-- Your task --
Lines from the listing below that contain the string "house" are to be reported.

-- Records to use --

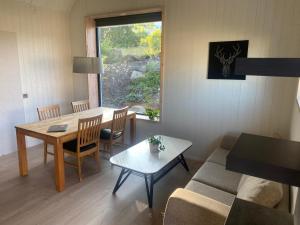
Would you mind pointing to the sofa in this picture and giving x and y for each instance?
(209, 195)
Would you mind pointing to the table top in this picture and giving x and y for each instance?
(266, 157)
(71, 120)
(139, 158)
(248, 213)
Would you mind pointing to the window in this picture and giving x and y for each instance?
(130, 50)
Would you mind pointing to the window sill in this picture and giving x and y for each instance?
(146, 118)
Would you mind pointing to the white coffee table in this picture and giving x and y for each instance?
(152, 166)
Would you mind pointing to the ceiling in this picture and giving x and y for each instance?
(60, 5)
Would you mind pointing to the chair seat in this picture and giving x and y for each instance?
(72, 146)
(106, 133)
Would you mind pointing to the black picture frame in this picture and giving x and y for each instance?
(222, 56)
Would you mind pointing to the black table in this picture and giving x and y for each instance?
(266, 157)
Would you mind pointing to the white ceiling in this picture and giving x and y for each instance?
(60, 5)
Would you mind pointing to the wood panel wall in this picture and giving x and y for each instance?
(43, 38)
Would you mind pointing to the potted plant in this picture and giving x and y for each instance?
(155, 144)
(153, 114)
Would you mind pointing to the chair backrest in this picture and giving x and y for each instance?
(80, 106)
(48, 112)
(119, 120)
(88, 131)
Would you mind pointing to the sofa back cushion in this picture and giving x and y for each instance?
(260, 191)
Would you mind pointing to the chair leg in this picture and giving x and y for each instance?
(45, 152)
(109, 146)
(79, 161)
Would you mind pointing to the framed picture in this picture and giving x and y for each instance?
(222, 56)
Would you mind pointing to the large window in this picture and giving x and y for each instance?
(130, 49)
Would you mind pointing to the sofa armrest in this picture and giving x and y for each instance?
(185, 207)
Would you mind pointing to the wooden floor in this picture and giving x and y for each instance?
(33, 200)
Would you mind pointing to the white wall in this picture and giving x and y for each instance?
(196, 108)
(43, 39)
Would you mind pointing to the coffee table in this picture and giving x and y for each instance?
(139, 160)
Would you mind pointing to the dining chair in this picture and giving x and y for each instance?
(111, 135)
(86, 144)
(44, 113)
(80, 106)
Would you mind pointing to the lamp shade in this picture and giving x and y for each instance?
(86, 65)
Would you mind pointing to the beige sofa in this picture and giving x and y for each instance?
(207, 198)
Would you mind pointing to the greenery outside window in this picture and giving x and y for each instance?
(131, 58)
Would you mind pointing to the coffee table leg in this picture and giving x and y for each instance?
(122, 178)
(183, 162)
(149, 188)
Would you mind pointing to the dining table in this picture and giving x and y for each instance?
(39, 130)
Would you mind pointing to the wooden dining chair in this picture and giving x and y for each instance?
(111, 135)
(80, 106)
(44, 113)
(86, 144)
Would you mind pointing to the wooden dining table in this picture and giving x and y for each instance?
(39, 130)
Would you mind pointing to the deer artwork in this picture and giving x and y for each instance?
(226, 62)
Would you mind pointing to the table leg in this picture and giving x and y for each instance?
(133, 129)
(121, 179)
(183, 162)
(22, 153)
(59, 166)
(149, 189)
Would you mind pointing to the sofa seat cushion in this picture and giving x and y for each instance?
(260, 191)
(218, 156)
(217, 176)
(211, 192)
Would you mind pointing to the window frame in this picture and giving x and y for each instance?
(91, 21)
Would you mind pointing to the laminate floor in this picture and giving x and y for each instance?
(32, 200)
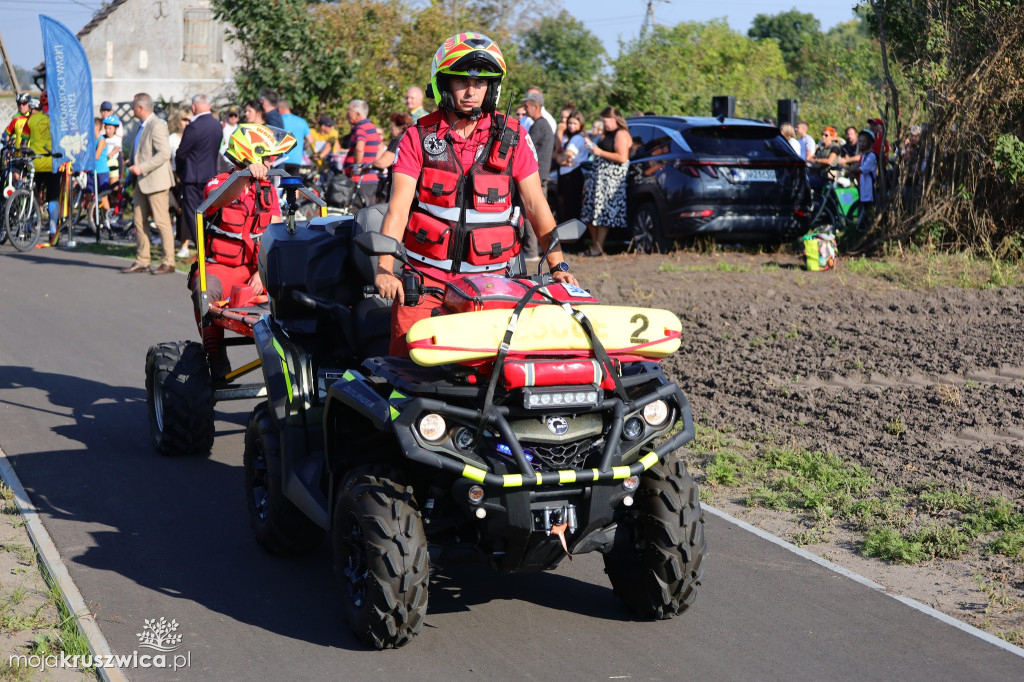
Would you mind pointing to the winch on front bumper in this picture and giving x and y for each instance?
(531, 472)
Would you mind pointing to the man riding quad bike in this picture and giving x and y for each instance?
(524, 423)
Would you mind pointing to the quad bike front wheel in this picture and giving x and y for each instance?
(179, 398)
(279, 525)
(655, 562)
(380, 558)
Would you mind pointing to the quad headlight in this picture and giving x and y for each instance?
(432, 427)
(655, 413)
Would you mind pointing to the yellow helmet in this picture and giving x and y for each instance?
(255, 142)
(470, 54)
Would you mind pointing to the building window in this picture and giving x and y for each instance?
(203, 38)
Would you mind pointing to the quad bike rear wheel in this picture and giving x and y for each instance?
(380, 557)
(655, 562)
(279, 525)
(179, 398)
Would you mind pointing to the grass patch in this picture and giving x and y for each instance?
(68, 638)
(925, 267)
(7, 503)
(897, 524)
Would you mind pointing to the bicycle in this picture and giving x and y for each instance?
(8, 176)
(838, 206)
(23, 217)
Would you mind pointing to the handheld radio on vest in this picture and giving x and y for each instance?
(499, 159)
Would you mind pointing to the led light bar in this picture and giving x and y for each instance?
(566, 396)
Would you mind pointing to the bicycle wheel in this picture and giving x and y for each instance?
(23, 220)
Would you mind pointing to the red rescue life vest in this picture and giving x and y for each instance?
(465, 221)
(233, 233)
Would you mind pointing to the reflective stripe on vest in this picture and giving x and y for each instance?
(472, 215)
(463, 267)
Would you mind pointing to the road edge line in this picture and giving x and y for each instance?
(54, 564)
(857, 578)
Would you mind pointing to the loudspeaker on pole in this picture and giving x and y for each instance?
(723, 105)
(788, 111)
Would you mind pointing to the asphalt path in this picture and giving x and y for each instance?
(146, 537)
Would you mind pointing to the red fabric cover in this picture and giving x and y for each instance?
(488, 246)
(438, 187)
(409, 160)
(488, 292)
(241, 295)
(247, 216)
(492, 194)
(427, 236)
(563, 372)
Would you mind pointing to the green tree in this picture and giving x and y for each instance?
(679, 69)
(966, 61)
(790, 29)
(564, 59)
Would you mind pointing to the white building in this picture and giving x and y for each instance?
(171, 49)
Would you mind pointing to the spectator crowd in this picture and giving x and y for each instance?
(172, 161)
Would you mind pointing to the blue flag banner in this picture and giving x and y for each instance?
(69, 88)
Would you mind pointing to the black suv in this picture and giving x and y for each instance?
(722, 177)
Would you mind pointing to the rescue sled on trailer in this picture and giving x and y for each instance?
(180, 393)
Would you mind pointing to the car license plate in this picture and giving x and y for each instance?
(755, 175)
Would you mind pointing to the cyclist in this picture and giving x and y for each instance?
(237, 221)
(14, 129)
(37, 129)
(455, 179)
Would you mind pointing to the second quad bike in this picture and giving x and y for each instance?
(530, 424)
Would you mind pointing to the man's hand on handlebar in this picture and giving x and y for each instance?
(565, 278)
(389, 287)
(258, 171)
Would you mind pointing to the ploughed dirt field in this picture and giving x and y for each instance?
(923, 385)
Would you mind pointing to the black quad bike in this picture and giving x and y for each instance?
(408, 466)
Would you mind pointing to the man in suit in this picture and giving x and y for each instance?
(151, 164)
(196, 162)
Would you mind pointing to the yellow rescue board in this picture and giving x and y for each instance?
(544, 330)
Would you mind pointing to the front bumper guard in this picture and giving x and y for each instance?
(403, 422)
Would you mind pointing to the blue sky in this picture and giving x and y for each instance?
(608, 19)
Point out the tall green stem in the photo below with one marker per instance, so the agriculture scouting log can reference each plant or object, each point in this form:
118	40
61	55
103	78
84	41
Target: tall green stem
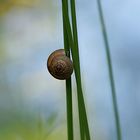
114	98
68	84
79	84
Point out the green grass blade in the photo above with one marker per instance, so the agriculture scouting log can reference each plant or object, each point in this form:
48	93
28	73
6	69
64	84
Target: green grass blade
84	129
75	36
68	85
114	98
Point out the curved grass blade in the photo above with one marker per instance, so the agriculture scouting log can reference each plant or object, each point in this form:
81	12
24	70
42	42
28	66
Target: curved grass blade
84	130
68	84
114	98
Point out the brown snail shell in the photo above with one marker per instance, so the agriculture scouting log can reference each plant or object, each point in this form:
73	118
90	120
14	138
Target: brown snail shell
59	65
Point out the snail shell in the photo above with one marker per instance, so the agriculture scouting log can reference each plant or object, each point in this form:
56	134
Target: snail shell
59	65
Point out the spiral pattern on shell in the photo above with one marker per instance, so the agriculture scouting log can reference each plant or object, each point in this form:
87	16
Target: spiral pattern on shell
59	65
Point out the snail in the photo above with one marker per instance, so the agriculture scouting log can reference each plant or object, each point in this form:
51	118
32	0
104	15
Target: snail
59	65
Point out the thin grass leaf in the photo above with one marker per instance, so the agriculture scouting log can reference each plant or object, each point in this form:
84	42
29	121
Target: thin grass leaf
112	83
75	36
84	130
68	84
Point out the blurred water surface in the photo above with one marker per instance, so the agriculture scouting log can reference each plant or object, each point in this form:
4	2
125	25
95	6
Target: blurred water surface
32	103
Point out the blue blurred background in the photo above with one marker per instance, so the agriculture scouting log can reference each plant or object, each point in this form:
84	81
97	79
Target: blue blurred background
32	103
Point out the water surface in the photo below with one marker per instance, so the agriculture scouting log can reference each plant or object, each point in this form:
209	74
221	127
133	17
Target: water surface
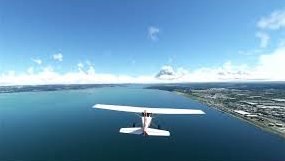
62	126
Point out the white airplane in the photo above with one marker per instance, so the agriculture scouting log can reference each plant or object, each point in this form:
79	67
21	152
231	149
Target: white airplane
146	113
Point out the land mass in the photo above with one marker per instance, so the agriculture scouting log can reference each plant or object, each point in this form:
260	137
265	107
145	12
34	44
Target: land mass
262	107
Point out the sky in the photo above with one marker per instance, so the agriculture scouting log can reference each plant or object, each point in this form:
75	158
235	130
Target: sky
110	41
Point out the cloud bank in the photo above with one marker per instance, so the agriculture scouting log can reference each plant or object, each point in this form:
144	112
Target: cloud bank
270	67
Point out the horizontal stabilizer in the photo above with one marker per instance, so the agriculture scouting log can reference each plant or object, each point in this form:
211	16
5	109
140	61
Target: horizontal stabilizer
157	132
132	130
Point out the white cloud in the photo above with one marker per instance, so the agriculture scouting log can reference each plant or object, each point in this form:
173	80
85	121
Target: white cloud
274	21
80	66
30	70
264	38
270	67
38	61
153	33
57	57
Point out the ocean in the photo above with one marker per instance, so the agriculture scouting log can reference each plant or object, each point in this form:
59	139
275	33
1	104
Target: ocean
61	125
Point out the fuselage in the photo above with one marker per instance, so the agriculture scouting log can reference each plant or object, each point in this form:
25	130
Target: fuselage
146	121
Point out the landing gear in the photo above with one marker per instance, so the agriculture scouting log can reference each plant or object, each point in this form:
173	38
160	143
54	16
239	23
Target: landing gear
158	126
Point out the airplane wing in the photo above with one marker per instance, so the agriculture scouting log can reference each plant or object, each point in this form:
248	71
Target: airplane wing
147	109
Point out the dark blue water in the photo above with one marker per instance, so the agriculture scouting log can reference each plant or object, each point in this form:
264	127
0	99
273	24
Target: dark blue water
62	126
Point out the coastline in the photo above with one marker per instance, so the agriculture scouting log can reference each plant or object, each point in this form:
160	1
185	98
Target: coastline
230	112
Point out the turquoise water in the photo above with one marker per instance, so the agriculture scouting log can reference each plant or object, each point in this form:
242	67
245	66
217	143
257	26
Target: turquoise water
62	126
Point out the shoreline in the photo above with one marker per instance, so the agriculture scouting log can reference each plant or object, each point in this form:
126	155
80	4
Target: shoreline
231	113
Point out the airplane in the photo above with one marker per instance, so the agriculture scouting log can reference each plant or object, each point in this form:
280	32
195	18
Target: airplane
146	117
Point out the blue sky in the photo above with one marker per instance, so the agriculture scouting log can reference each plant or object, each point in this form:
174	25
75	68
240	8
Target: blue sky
134	38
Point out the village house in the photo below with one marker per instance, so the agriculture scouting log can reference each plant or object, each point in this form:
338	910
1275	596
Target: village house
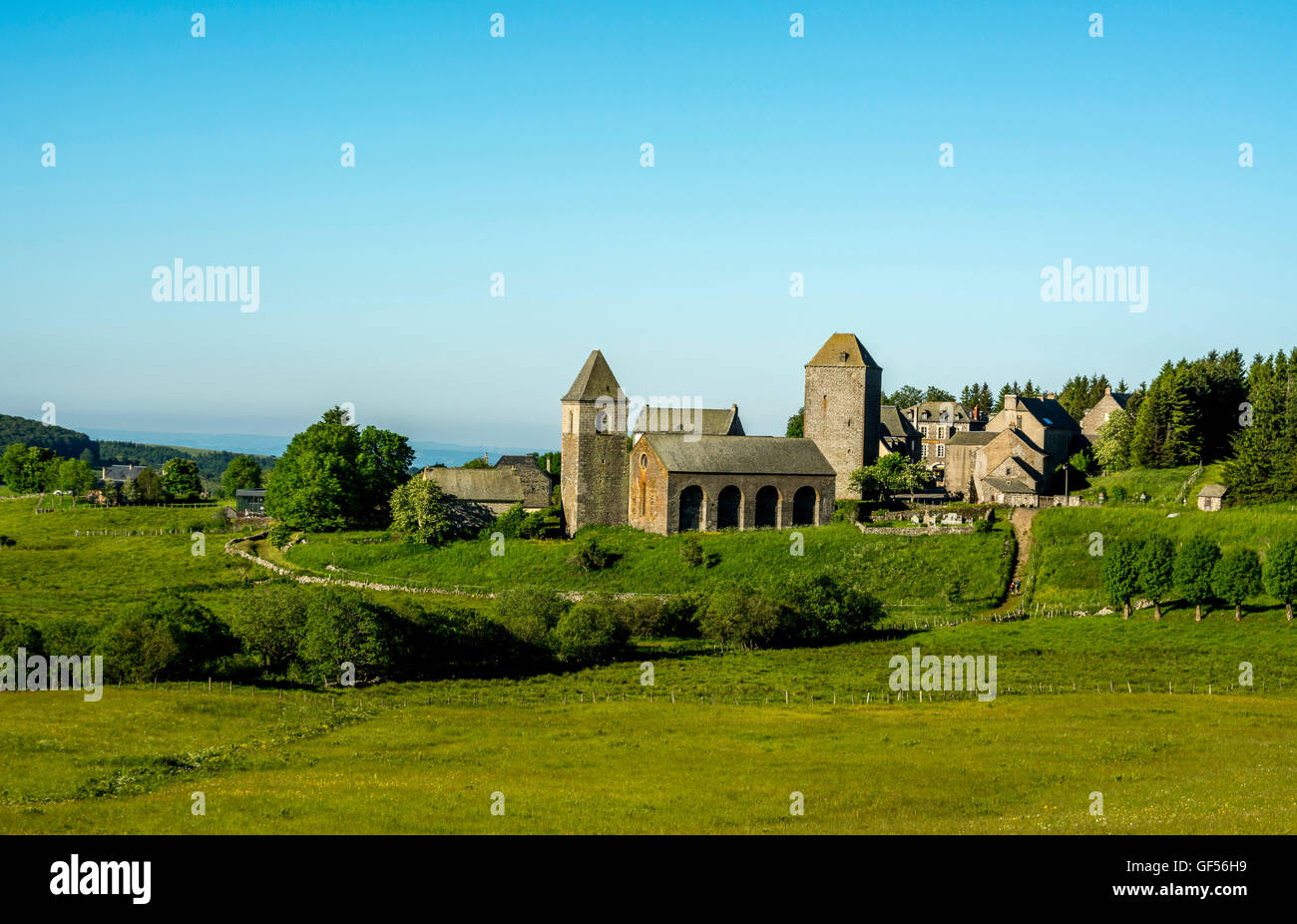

-- Exercise output --
Point out the village house in the photo below with one marker per instance, so the agriculture scouting log can reference each plant or object, each point in this form:
Target: village house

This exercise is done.